Work required: Images are to be left out; everything else in the records gets copied exactly.

[Records supplied — start]

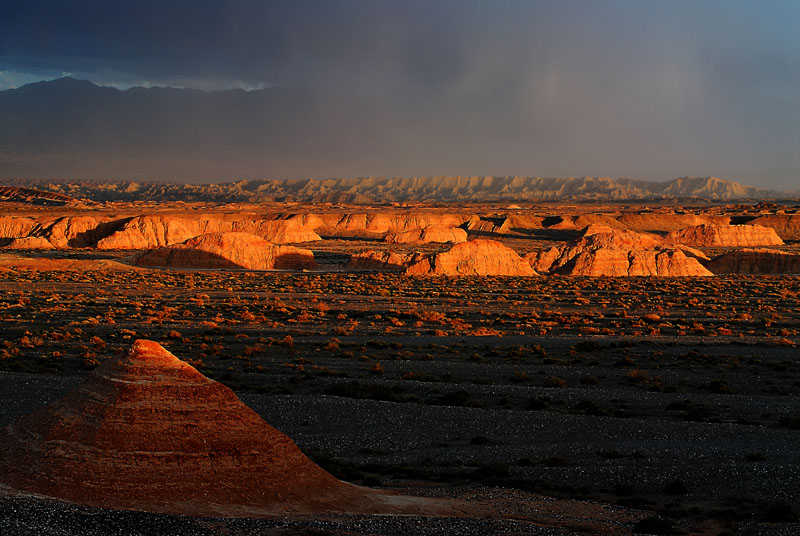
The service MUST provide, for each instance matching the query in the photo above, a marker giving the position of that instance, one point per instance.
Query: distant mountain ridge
(68, 131)
(415, 189)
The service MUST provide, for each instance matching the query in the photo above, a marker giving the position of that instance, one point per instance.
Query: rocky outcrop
(605, 252)
(755, 261)
(476, 257)
(658, 222)
(149, 432)
(147, 232)
(709, 235)
(77, 231)
(786, 225)
(228, 251)
(275, 231)
(382, 261)
(431, 233)
(16, 227)
(29, 242)
(153, 231)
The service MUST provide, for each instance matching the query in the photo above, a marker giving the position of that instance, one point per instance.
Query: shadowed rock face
(606, 252)
(147, 232)
(476, 257)
(725, 235)
(147, 431)
(756, 261)
(228, 251)
(383, 261)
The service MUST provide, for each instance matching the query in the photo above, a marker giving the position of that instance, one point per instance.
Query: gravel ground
(708, 457)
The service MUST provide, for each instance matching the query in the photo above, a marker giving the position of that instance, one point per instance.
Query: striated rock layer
(606, 252)
(148, 431)
(431, 233)
(786, 225)
(710, 235)
(476, 257)
(146, 232)
(755, 261)
(228, 251)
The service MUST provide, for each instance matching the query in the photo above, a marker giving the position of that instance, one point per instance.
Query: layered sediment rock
(655, 222)
(755, 261)
(29, 242)
(431, 233)
(709, 235)
(147, 431)
(153, 231)
(618, 253)
(786, 225)
(76, 231)
(228, 251)
(476, 257)
(384, 261)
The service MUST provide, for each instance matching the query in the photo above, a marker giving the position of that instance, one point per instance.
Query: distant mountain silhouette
(414, 189)
(69, 129)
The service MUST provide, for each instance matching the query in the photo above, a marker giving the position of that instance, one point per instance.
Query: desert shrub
(675, 487)
(481, 440)
(653, 525)
(555, 382)
(555, 461)
(780, 512)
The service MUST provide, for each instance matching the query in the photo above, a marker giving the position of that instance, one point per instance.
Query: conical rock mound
(150, 432)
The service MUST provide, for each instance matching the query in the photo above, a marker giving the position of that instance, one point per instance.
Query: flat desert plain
(549, 369)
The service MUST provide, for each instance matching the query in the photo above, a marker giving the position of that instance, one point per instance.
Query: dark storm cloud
(639, 87)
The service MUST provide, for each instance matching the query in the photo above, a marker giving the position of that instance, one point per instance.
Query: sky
(621, 88)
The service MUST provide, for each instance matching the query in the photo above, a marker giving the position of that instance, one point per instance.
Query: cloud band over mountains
(618, 88)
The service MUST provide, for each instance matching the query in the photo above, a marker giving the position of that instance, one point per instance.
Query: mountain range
(407, 189)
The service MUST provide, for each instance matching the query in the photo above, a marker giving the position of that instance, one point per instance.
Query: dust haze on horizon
(632, 88)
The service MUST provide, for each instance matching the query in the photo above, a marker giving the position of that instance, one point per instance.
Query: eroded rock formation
(476, 257)
(153, 231)
(709, 235)
(606, 252)
(786, 225)
(228, 251)
(148, 431)
(755, 261)
(431, 233)
(384, 261)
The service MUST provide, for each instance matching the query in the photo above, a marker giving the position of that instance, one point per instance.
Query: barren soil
(557, 404)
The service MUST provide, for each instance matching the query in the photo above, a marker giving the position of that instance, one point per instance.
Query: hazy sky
(649, 89)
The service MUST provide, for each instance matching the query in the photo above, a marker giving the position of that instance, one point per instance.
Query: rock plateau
(755, 261)
(476, 257)
(228, 251)
(710, 235)
(606, 252)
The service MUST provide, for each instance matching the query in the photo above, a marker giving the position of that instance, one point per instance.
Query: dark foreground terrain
(674, 398)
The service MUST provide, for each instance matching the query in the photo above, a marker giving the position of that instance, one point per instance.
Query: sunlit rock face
(786, 225)
(228, 251)
(153, 231)
(603, 251)
(755, 261)
(148, 431)
(431, 233)
(476, 257)
(725, 236)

[Records supplied — finish]

Problem solution:
The service MUST provide, for each instance matching the query in the photo above, a marker giving the position of that instance, one point per instance.
Query: distant mountain ridge
(68, 131)
(415, 189)
The service MUST provide, for each instance matching the query in the photo above, a marker giving the position of that instance, one point per instance.
Query: rocky outcrop
(605, 252)
(755, 261)
(476, 257)
(658, 222)
(149, 432)
(147, 232)
(709, 235)
(77, 231)
(786, 225)
(228, 251)
(275, 231)
(382, 261)
(431, 233)
(16, 227)
(29, 242)
(153, 231)
The service MUST provide, for each instance matching the query in the photo above, a marker giving the position of that instance, one point per instance.
Query: shadowed rock face
(606, 252)
(147, 232)
(476, 257)
(725, 235)
(147, 431)
(756, 261)
(228, 251)
(383, 261)
The service MUST provide, for each instance matching the query in the photo above, a marker giving the position of that instance, one point per instance.
Query: gravel ground
(708, 457)
The service MUST provide, for each instance matching the query in the photo above, a marker giving the position of that instance, one point per instance.
Query: striated rock layer
(606, 252)
(148, 431)
(431, 233)
(786, 225)
(710, 235)
(476, 257)
(146, 232)
(755, 261)
(228, 251)
The service MUST provide, for each instance matching the query in the photo above, a marker giving the position of that instance, one point per instance.
Query: layered sediment rock
(655, 222)
(755, 261)
(29, 242)
(431, 233)
(709, 235)
(147, 431)
(153, 231)
(618, 253)
(786, 225)
(76, 231)
(228, 251)
(476, 257)
(384, 261)
The service MUST provide, for each instance matching the query in the photo above, a marker giving the position of that instance, one point per instance.
Query: distant mountain silhouette
(414, 189)
(69, 129)
The service MUST provide, for each instance matching the query in the photo above, a marker giving the position of that instance, one point per instance.
Query: desert shrub
(675, 487)
(481, 440)
(653, 525)
(555, 382)
(555, 461)
(780, 512)
The service MUST provide, for each instance matching the query in the photo above, a marker giving the position of that instance, one point per instance.
Query: conical rock mound
(150, 432)
The service MUST provide, for each instance matching the query in the photo above, a marker giving the position of that instance, one point per instance.
Query: flat desert plain
(549, 369)
The service MUST provide, for each instance matching the query in the photo above, a marker giving the position of that instance, one point per instance.
Query: dark storm cloud
(639, 87)
The service MUST provide, for each instance matching the query in the photo above, a marker giving the position of that instance, one point per instance.
Query: sky
(621, 88)
The service MUST provide, for each instance matching the query in the photo above, a marker giving the position of that instance, one point per instance.
Query: cloud band over mountains
(618, 88)
The service MUST provide, for each instance matching the query in the photo above, a marker giving the position of that instance, one point per instance.
Query: mountain range
(407, 189)
The service MUST provide, for each instance matching the query in the photo above, a marker giving the position of that instance, one point per instance.
Query: dust haze on horizon
(632, 88)
The service MUST provide, for each instance matching the query in the photo above, a marker giving the position of that instance, one point per instance.
Query: eroded rock formation
(476, 257)
(153, 231)
(709, 235)
(606, 252)
(786, 225)
(228, 251)
(148, 431)
(755, 261)
(431, 233)
(384, 261)
The service MUST provide, for each instance matching the query in the photo above, a marker giving the position of that instance, one point per instance.
Query: barren soil
(557, 404)
The service MUST provide, for each instance matching the query in the photo above, a marker giving the position of that instance, one point per instance.
Query: hazy sky
(649, 89)
The service MUST provide, for each instance matching the query in the photo above, a marker giving the position of that instance, one point per instance.
Query: rock plateau
(755, 261)
(476, 257)
(228, 251)
(710, 235)
(606, 252)
The service MUST provide, for each instance matching the query in the photo above, a marker giving the position of that instance, one point per instance.
Query: dark foreground terrain
(674, 398)
The service MUST provide, for each instance matching the query in the photo above, a marker giving the position of that instance, one point per instance.
Query: sunlit rock face
(786, 225)
(228, 251)
(153, 231)
(603, 251)
(755, 261)
(148, 431)
(431, 233)
(476, 257)
(725, 236)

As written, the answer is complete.